** Testo da leggere **
Mercoledì 24 Aprile 2024

Geniale, folle o visionario? "Solo Milovan"

Milovan Farronato è il curatore del Padiglione Italia alla Biennale Arte di Venezia 2019: «Vi porto nel mio labirinto»

Milovan Farronato è il curatore del Padiglione Italia alla Biennale 2019

Milovan Farronato è il curatore del Padiglione Italia alla Biennale 2019

Venezia, 9 giugno 2019 -  Non ama le etichette, Milovan Farronato. Curatore e talent scout, vanta una solida esperienza costellata da collaborazioni con la Serpentine Gallery di Londra e la Biennale di Istanbul, pubblicazioni, incarichi universitari e progetti curatoriali tra Modena e Venezia, Polonia e Brasile. Nato a Piacenza nel 1973, dal 2010 dirige il Fiorucci Art Trust, fondazione istituita dalla collezionista Nicoletta Fiorucci, per il quale ha ideato il festival Volcano Extravaganza che ha luogo in luglio sull’isola di Stromboli. Come prima nomina da neoministro, Alberto Bonisoli lo ha scelto come curatore del Padiglione Italia alla 58ª Mostra Internazionale d’Arte della Biennale di Venezia

 Parliamo del prima: quando è avvenuto il suo incontro con l’arte? "L’incontro con l’arte non è stata una folgorazione, credo si sia trattato più di una concatenazione di eventi. Cercavo qualcosa e mi sono imbattuto in qualcos’altro che poi ho preferito. Da studente l’arte mi toccava prima attraverso certe letture e solo dopo per mezzo della visione diretta".

In un’intervista ha confidato che le opere preferisce descriverle che interpretarle: che rapporto ha con la creatività e come riconoscere i talenti pronti a emergere? "Con la creatività ho un rapporto di sana e profonda ammirazione. Talvolta diventa anche una forma di dipendenza. Forse anche per questo motivo non risolvo quasi mai una collaborazione in un’unica esperienza ma tendo a sperimentarne varie forme: curare una mostra su, intorno al lavoro di, insieme a... attraverso! I tagli e le prospettive possono essere molteplici. Avverto qualcosa che esiste al di fuori di me e che vorrei assimilare, assorbire, con cui vorrei entrare in profondo contatto. Imparo sempre da una collaborazione nuove sfumature sull’arte e sulla vita, e la realtà. L’emersione è un processo delicato e che necessita le giuste circostanze per la sua migliore manifestazione. Quando riconosco un talento giovane mi dedico a orchestrare le migliori coordinate affinché esso possa esprimersi".

** Record del dataset **
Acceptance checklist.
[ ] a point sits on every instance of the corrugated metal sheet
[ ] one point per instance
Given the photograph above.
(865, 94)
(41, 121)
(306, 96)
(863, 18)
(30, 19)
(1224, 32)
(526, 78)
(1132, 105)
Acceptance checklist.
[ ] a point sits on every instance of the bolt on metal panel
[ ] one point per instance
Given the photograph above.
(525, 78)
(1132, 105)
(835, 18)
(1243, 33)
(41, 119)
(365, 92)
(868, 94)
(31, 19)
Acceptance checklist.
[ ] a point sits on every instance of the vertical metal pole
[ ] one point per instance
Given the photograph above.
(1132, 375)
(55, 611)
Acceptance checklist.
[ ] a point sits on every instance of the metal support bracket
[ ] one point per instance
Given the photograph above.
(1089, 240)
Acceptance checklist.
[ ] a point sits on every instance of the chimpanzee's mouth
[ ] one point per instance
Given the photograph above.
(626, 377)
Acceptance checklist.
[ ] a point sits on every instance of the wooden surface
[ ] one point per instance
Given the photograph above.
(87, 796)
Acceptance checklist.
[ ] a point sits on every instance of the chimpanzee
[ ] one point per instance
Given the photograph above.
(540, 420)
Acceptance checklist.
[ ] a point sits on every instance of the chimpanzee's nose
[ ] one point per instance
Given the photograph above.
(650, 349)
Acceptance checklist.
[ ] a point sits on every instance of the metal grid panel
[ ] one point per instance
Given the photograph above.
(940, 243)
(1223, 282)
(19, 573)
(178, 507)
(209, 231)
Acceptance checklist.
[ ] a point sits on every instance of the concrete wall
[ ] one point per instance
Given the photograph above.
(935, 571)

** Compiti **
a - Secondo l'intervista a Milovan Farronato, dove e in che mese si svolge il festival Volcano Extravaganza?
b - Prosegui l'intervista a Milovan Farronato dal punto in cui si interrompe.
I record non hanno alcun legame con il testo.

** Risposte ai compiti **
a - Sull'isola di Stromboli, in luglio.

b -
Liliana Moro, Enrico David e Chiara Fumai, tre artisti in un labirinto, con un rimando al testo di Italo Calvino del 1962: su questa idea ha costruito il Padiglione Italia, scelta da lei stesso definita una “sfida alla libertà”. Perché? "Il labirinto impone delle scelte. Una volta entrati in un labirinto  - sia esso fisico o metaforico - l’obbiettivo è uscirne, è la regola del gioco. Allo stesso tempo però il labirinto di cui parlava Calvino nel 1962, e quello che abbiamo pensato noi ispirandoci anche al suo saggio, è un labirinto in continua evoluzione, che ingloba tutte le possibilità, compresi dubbi e incertezze. All’interno del Padiglione Italia si trovano varie mostre che si manifestano in base alle scelte compiute a ogni biforcazione del percorso. In questo nostro labirinto, aperto a tutte le interpretazioni, e che abbraccia la complessità come forma di ricchezza esistenziale e cognitiva, lo spettatore è invitato a confrontarsi con alcune opere di David, di Fumai, di Moro, dedicando a ognuna di loro il tempo che crede sia necessario e riservandosi la possibilità di creare una o più narrative attraverso questi tre percorsi intrecciati. Facendo questo, potrebbe dimenticare il suo fine ultimo (quello di trovare la via di uscita), svincolandosi così dall’ideologia dell’arrivo, godendosi lo spazio e il tempo dilatato di Né altra Né questa e sentendosi finalmente davvero libero".

 Le opere si susseguono in un groviglio di corridoi senza direzioni, dove è lo spettatore a scegliere il percorso: meglio navigarlo o perdersi nel suo labirinto? "Le due cose potrebbero coincidere. Navigando ci si potrebbe perdere, ma perdendo ci si potrebbe anche ritrovare. D’altronde lo stesso Calvino esorta che l’uscita dal labirinto potrebbe non essere altro che l’ingresso a un altro labirinto. Direi allora che l’importante è godersi il transito, il passaggio, vivere questo momento appieno, senza aver fretta di arrivare o di vedere tutto. Molte delle opere che abitano il labirinto di Né altra Né questa suggeriscono al visitatore di adottare un punto di vista diverso e propongono piccole - o grandi epifanie".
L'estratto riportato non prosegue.